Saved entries
_ _ _ _

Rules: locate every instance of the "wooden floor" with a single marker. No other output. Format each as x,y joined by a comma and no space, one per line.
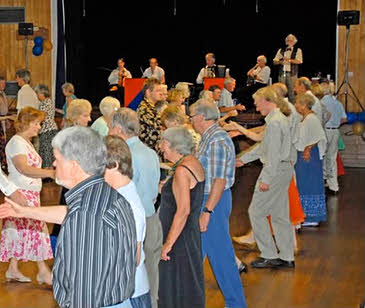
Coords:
329,271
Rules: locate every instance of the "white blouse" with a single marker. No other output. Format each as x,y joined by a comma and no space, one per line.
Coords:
19,146
310,132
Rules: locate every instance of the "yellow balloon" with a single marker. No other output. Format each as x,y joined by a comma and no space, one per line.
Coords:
47,45
358,128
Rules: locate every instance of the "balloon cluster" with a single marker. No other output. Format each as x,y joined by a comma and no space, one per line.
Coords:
40,44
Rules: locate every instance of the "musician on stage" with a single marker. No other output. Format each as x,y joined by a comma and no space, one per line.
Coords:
289,58
257,77
116,81
209,71
154,71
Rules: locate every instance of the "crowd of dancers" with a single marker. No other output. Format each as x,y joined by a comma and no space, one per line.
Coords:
147,194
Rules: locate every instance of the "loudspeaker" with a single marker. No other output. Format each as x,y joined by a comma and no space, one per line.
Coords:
25,28
347,18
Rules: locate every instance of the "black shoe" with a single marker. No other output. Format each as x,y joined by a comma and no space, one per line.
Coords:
265,263
242,268
289,264
331,192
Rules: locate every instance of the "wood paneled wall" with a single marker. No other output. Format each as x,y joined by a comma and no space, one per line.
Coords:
12,47
356,55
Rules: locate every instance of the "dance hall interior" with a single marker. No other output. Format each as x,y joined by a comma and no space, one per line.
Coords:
182,154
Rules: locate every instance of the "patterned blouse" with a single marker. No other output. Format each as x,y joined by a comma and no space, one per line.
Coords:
150,122
49,123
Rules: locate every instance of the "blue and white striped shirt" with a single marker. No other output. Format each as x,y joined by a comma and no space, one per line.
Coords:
217,155
95,259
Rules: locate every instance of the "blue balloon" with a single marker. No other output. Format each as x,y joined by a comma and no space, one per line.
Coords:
38,40
352,117
37,50
361,117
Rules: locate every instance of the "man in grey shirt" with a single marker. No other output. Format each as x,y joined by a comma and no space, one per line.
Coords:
271,191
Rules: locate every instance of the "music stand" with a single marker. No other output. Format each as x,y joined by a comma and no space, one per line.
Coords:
347,18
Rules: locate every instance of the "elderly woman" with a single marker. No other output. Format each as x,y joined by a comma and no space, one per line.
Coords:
173,116
311,146
26,239
68,90
181,266
78,113
49,127
107,106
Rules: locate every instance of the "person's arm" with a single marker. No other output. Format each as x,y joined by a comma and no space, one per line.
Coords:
21,164
255,136
214,197
274,136
163,80
181,191
50,214
238,107
278,58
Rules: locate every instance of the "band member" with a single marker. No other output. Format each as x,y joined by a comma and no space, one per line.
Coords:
289,59
257,77
116,81
154,71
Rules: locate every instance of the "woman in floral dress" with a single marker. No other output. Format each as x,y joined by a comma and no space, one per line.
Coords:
26,239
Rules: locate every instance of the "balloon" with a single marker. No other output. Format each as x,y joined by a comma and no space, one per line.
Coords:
38,40
358,128
47,45
361,117
352,117
37,50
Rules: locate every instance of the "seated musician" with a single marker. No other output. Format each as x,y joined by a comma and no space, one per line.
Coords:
257,77
116,81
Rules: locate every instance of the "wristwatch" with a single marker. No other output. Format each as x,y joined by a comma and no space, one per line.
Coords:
207,211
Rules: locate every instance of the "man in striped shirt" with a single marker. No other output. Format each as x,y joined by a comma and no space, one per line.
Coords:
95,260
217,155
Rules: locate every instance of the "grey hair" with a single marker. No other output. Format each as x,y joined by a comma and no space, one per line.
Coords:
24,74
180,140
229,80
84,146
69,87
293,36
108,105
262,57
306,99
184,87
207,108
127,120
42,89
306,82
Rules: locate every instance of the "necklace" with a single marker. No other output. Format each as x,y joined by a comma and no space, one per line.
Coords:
177,163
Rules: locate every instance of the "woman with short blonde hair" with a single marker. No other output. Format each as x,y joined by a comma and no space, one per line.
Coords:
78,113
26,239
107,106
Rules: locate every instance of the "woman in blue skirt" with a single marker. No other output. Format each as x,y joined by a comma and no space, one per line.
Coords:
311,146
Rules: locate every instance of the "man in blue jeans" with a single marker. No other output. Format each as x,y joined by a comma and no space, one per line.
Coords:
217,156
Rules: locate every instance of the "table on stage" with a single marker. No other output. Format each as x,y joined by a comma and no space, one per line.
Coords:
132,91
212,82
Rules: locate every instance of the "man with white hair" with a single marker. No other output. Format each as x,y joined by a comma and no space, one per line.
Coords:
289,58
217,155
338,117
210,70
124,123
95,259
26,95
226,103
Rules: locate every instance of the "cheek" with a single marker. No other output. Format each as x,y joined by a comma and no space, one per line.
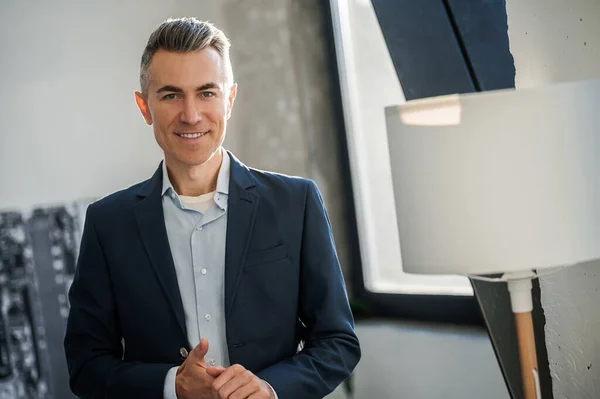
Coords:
164,118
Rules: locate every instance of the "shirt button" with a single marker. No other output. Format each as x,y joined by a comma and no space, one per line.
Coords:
183,353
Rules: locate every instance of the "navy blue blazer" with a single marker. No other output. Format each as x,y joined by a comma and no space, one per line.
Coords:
283,286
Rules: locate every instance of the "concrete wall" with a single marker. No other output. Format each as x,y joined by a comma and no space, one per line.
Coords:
557,41
70,128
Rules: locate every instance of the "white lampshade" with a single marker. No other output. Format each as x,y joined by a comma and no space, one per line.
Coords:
499,181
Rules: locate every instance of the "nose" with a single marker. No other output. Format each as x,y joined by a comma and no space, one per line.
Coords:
190,113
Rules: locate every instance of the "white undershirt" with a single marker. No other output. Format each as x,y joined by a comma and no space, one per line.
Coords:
201,203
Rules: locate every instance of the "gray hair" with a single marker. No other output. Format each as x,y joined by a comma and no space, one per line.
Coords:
184,35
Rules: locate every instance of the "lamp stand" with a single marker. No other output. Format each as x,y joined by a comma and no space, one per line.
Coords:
522,306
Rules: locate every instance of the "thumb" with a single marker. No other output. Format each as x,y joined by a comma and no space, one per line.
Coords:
200,350
215,371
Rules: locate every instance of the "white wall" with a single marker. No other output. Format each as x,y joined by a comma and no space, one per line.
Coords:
556,41
69,127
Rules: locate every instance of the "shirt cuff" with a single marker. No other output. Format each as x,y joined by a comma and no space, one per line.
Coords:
169,389
274,393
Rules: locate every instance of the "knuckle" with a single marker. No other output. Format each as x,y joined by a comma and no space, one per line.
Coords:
238,368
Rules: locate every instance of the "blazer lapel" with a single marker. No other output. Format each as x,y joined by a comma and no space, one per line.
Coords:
151,223
241,212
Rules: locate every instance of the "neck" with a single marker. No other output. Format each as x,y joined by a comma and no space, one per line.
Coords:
192,181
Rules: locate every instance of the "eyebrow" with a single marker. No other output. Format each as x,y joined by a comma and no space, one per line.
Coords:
175,89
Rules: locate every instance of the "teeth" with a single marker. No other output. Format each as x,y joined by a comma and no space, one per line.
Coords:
192,136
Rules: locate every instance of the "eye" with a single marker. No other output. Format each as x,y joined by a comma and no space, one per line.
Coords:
171,96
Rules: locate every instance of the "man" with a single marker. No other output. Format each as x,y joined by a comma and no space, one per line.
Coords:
210,279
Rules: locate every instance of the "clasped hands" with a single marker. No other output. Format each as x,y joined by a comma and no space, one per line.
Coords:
195,380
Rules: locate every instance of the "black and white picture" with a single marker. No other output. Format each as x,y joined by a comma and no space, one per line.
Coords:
38,253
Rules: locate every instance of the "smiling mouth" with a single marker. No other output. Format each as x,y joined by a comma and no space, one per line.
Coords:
191,135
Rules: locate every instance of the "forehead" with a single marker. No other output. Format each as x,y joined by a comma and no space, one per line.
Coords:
187,69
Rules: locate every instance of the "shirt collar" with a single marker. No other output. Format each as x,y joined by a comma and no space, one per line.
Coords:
222,178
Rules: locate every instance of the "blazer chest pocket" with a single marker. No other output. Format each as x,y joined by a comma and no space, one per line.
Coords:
265,256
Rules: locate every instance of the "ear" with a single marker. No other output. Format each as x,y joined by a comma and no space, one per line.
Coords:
142,103
231,99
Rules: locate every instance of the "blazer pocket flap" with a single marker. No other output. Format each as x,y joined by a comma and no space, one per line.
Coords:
266,256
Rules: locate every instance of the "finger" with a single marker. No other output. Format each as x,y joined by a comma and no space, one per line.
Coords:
215,371
240,386
198,353
227,375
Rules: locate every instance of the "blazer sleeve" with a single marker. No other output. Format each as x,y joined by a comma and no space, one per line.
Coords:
331,349
92,342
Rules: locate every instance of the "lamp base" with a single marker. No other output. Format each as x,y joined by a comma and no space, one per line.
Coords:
527,355
519,287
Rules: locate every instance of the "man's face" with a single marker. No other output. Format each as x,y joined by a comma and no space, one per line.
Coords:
188,104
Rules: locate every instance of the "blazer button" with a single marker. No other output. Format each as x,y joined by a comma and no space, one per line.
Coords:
183,352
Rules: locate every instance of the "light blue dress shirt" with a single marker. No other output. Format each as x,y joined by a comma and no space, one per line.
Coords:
197,243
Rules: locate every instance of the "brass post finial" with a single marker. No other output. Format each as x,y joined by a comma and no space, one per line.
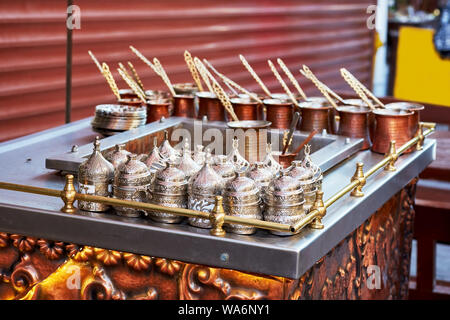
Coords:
359,175
68,195
217,218
320,207
419,145
394,156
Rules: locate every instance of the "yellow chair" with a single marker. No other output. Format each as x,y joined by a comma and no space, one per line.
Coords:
421,75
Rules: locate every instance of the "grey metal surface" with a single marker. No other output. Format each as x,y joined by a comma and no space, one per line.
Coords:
326,150
23,161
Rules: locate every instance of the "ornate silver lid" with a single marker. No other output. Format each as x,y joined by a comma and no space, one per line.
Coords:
284,191
117,156
260,174
309,165
187,164
170,181
284,185
154,160
132,173
166,150
299,172
235,157
96,167
241,186
207,182
199,155
224,168
270,162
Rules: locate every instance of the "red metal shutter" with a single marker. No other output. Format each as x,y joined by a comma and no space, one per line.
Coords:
325,35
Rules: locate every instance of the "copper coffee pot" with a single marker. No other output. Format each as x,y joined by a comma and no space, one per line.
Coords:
413,123
210,106
184,106
156,109
134,102
284,159
354,123
279,113
128,94
246,109
315,117
391,125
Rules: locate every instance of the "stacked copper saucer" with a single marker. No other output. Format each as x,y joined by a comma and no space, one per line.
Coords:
111,119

_ _ _ _

When a line in the records contains the string "stand", it counts; state how many lines count, with no other words.

**Solution for this problem:** 2